What you are asked to do> Using the forum thread below on saying years in French, explain why the example sentence should start with "En" rather than "Dans l'année."

Source extract>

Je suis tout à fait d'accord avec DearPrudence. Je ne dirais jamais que je suis née en "dix neuf cent quatre vingt trois" ...


----------



## WordReferenceFan

Salut!

Quand on parle des évènements du passé, est-ce qu'on dit (par exemple) "Dans l'année mille neuf cent quarante-trois, les Alliés ont envahi l'Italie" ou est-ce qu'on dit "dix-neuf cent quarante-trois" ?

Et pour les années plus anciennes ? "Mille quatre cents" ou "quatorze cents" ?

Merci beaucoup (et laisse-moi savoir si j'ai fait des erreurs là-haut) !


----------



## Arzhela

WordReferenceFan said:


> Salut!
> 
> Quand on parle des évènements du passé, est-ce qu'on dit (par exemple) "Dans l'année En mille neuf cent quarante-trois, les Alliés ont envahi l'Italie" ou est-ce qu'on dit "dix-neuf cent quarante-trois" ?
> 
> Et pour les années plus anciennes ? "Mille quatre cents" ou "quatorze cents" ?
> 
> Merci beaucoup (et laisse-moi savoir si j'ai fait des erreurs là-haut) !


On dit les deux ... pratiquement sans distinction, mais devant les dates, on dit "en" et non "dans l'année"...


----------



## DearPrudence

Hi & welcome to the forum 
For your example I would rather say:
*"En mille-neuf-cent quarante-trois, les Alliés ont envahi l'Italie"*

There is an expression *"En l'an de grâce ___" *which sounds very old-fashioned/literary or humourous to my ears but I can't say more about it  

[…]

The short version is that you can say both for dates:
dix-neuf cent quarante-trois
or 
mille neuf cent quarante-trois

I think it's better to use "___ cent ___" with older dates.

Material supplied>

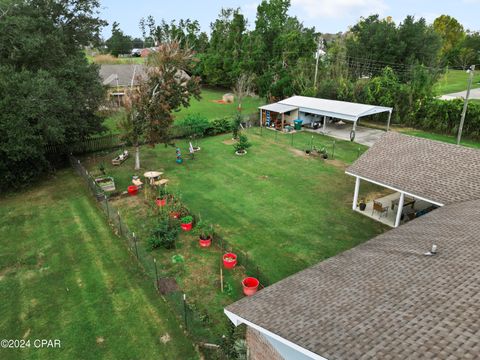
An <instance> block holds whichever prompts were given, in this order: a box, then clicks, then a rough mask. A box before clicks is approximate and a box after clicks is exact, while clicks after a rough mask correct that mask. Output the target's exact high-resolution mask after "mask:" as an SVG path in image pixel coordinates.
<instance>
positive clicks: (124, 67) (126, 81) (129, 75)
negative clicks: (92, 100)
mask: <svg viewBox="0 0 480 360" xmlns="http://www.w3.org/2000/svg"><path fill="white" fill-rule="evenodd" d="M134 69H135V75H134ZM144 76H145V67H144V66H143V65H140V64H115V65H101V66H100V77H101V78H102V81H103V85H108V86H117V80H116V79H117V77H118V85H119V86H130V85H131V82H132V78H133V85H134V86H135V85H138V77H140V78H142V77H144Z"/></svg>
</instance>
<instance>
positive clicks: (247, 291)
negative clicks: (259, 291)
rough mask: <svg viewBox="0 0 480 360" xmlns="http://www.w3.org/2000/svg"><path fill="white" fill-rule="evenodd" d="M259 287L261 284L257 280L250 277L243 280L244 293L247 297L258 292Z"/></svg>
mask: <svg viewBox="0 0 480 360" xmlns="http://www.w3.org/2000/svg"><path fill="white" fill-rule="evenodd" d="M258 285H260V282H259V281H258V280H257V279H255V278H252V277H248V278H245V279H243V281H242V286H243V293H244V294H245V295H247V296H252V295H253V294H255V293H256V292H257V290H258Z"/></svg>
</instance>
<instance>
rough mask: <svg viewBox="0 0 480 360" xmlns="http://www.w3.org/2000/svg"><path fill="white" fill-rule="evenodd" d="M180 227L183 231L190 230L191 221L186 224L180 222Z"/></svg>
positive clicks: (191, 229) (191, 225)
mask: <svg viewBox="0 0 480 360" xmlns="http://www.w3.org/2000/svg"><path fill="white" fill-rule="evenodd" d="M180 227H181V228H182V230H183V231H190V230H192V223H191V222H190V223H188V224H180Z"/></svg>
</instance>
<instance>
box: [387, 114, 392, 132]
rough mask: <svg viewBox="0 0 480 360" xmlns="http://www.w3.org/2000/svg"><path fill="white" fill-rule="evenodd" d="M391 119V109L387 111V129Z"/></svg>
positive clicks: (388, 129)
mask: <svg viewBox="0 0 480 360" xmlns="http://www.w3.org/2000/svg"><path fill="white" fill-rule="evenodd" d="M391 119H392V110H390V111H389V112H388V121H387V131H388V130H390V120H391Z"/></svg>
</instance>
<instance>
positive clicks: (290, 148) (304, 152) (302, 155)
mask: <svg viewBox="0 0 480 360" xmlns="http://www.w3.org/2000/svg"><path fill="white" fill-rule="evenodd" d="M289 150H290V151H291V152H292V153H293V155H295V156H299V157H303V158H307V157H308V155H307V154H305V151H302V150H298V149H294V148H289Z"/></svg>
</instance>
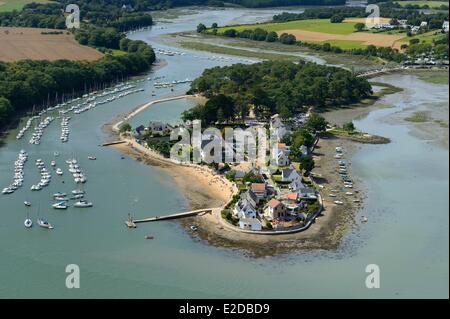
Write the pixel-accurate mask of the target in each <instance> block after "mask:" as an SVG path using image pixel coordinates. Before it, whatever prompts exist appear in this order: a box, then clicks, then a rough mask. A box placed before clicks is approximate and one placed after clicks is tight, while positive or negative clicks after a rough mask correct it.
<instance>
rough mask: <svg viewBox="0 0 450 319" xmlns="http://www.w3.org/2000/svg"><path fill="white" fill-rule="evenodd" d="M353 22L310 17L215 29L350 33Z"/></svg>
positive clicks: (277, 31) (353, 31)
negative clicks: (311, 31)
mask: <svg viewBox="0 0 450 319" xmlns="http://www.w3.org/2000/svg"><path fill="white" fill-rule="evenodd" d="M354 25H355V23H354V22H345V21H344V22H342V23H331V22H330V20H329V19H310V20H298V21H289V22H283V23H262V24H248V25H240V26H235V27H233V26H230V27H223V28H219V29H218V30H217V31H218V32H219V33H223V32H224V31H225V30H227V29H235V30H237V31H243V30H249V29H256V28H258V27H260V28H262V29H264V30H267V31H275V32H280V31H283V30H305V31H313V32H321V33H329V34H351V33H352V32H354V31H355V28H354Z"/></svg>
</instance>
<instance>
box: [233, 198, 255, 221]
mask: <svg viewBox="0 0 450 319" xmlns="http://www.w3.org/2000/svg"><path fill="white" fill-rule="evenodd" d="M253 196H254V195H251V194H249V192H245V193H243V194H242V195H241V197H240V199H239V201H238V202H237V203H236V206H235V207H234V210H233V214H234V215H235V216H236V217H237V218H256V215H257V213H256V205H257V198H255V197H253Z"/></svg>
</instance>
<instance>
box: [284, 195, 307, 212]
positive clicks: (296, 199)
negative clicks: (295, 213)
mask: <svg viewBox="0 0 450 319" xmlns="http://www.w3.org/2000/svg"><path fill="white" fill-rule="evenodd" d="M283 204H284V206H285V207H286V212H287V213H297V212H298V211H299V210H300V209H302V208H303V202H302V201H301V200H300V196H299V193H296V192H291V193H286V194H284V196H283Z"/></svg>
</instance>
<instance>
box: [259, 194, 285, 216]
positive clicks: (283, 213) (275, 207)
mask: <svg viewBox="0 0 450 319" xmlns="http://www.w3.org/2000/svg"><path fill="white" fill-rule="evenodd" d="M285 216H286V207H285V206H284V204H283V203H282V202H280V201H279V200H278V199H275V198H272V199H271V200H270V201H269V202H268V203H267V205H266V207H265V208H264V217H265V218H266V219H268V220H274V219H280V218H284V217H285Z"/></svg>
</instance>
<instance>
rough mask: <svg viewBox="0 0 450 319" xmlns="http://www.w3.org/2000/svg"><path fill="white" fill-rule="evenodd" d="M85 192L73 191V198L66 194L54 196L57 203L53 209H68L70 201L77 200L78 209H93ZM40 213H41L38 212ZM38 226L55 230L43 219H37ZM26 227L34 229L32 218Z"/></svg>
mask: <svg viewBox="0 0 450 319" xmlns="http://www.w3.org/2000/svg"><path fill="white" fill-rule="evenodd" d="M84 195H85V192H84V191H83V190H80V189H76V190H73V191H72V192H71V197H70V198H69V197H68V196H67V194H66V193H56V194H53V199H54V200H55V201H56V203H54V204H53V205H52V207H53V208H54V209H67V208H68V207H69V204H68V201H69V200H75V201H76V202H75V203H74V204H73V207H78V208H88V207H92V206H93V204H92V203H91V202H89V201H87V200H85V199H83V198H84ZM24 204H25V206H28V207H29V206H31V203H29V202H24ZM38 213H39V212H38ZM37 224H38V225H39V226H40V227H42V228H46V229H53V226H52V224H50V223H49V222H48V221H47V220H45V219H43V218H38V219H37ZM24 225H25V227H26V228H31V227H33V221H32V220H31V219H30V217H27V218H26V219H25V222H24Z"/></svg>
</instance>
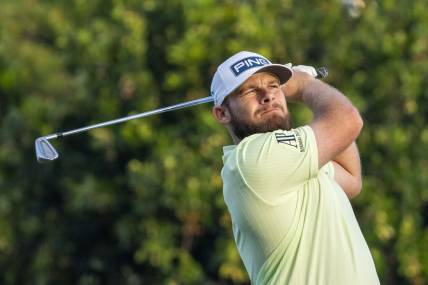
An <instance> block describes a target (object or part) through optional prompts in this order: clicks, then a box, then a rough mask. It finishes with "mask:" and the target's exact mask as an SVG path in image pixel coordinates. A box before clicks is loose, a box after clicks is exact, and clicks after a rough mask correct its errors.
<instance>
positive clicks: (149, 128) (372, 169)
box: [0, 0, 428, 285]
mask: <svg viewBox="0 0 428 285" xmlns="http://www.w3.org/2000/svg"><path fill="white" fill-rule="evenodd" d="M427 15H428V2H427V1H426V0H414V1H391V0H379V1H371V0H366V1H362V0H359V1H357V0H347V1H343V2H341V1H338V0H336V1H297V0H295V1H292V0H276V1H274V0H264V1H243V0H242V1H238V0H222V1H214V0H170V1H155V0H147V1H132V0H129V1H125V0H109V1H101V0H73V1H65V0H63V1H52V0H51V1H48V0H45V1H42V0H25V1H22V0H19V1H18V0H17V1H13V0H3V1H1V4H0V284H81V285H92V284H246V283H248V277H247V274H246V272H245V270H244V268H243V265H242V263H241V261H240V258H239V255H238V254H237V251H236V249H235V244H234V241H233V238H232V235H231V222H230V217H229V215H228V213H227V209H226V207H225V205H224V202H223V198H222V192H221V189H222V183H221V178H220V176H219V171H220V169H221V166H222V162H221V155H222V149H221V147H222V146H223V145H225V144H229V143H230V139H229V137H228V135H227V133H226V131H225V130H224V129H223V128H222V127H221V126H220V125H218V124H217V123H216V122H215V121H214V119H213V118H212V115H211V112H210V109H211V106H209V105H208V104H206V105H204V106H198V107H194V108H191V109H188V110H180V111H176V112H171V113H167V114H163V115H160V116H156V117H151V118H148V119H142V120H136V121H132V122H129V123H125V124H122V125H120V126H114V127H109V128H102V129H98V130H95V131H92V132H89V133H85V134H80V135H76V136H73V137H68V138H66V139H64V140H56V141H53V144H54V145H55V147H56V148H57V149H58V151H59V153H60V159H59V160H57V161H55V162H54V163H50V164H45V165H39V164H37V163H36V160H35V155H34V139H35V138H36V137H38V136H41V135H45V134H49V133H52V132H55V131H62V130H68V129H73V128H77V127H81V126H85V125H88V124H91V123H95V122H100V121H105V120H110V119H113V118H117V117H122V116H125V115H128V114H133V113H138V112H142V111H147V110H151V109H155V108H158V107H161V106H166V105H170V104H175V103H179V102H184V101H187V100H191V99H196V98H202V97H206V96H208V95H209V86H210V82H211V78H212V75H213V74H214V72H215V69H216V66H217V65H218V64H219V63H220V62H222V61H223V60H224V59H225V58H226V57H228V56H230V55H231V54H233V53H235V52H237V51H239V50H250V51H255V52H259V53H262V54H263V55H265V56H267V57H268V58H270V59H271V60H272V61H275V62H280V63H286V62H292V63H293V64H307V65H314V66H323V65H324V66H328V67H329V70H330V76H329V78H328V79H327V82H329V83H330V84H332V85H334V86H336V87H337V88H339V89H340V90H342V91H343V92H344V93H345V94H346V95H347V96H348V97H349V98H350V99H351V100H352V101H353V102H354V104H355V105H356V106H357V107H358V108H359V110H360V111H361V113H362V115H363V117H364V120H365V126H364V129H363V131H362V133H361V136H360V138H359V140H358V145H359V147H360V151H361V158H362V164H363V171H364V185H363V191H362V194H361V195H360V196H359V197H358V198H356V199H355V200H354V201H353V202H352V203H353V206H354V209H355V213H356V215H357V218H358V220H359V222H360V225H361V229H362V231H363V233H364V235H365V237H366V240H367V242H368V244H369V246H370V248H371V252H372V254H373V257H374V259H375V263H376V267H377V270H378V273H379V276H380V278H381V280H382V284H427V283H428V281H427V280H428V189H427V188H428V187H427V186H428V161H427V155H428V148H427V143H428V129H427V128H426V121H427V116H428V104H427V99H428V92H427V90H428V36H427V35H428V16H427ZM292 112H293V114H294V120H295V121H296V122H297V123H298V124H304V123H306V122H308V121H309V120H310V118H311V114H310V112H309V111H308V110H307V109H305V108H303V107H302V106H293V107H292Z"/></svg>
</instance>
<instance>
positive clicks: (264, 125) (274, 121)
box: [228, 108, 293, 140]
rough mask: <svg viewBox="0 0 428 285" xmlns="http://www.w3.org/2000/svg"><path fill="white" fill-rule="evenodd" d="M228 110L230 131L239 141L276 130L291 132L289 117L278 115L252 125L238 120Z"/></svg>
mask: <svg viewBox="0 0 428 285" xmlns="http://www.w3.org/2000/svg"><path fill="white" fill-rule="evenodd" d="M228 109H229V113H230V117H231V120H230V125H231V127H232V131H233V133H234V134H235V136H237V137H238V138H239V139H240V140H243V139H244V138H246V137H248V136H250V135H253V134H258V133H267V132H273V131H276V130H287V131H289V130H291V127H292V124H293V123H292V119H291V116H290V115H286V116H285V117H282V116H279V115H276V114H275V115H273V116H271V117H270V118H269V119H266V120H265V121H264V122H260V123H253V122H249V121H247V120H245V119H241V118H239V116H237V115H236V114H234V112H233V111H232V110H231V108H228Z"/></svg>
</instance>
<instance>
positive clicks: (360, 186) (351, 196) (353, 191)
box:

Your solution> Arzhela's reply says that before dates one says "en," not "dans l'année."